◆ What the exercise asks ◆
Write all of the entries out again exactly.

■ ■ ■ ■

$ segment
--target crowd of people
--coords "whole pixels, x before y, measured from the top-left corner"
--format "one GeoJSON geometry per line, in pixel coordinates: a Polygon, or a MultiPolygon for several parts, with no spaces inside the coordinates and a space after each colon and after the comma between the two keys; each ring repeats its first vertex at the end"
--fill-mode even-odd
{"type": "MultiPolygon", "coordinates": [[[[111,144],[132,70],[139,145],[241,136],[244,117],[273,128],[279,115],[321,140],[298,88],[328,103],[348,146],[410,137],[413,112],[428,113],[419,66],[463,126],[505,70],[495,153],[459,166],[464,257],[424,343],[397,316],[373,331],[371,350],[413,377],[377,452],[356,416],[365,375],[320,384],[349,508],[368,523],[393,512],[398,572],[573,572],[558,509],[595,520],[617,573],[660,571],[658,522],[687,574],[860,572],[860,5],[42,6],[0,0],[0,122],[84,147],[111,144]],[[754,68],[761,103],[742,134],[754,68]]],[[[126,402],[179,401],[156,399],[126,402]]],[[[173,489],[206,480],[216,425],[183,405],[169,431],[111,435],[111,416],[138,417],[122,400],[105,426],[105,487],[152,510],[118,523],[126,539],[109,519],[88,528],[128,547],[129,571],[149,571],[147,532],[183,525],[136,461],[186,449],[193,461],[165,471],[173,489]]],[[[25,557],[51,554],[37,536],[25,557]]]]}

■ ■ ■ ■

◆ Solution ◆
$ segment
--target crowd of people
--coords "whole pixels, x before y, measured from the top-left corner"
--format "one GeoJSON geometry per line, in pixel coordinates: a Polygon, or a MultiPolygon for several parts, with no spaces inside the coordinates and a space after each colon and after the comma between the two keys; each ring repeats its first vertex at the end"
--fill-mode even-odd
{"type": "MultiPolygon", "coordinates": [[[[111,144],[132,70],[139,145],[241,136],[244,117],[273,128],[279,115],[321,140],[298,88],[328,103],[348,146],[410,137],[413,112],[428,113],[419,66],[463,126],[505,70],[495,153],[459,166],[464,257],[424,343],[397,316],[373,331],[371,350],[413,377],[377,452],[356,416],[365,375],[320,384],[349,508],[368,523],[393,512],[398,572],[573,572],[558,509],[595,520],[617,573],[660,571],[658,522],[687,574],[860,572],[860,5],[42,6],[0,0],[0,122],[84,147],[111,144]],[[754,68],[761,103],[742,134],[754,68]]],[[[126,402],[179,401],[156,399],[126,402]]],[[[173,489],[206,480],[216,425],[183,405],[169,431],[111,435],[111,416],[138,417],[122,400],[105,426],[105,487],[152,510],[118,523],[126,539],[109,519],[88,528],[128,547],[129,571],[149,571],[147,532],[183,525],[136,461],[186,449],[193,461],[165,471],[173,489]]],[[[25,557],[51,554],[37,536],[25,557]]]]}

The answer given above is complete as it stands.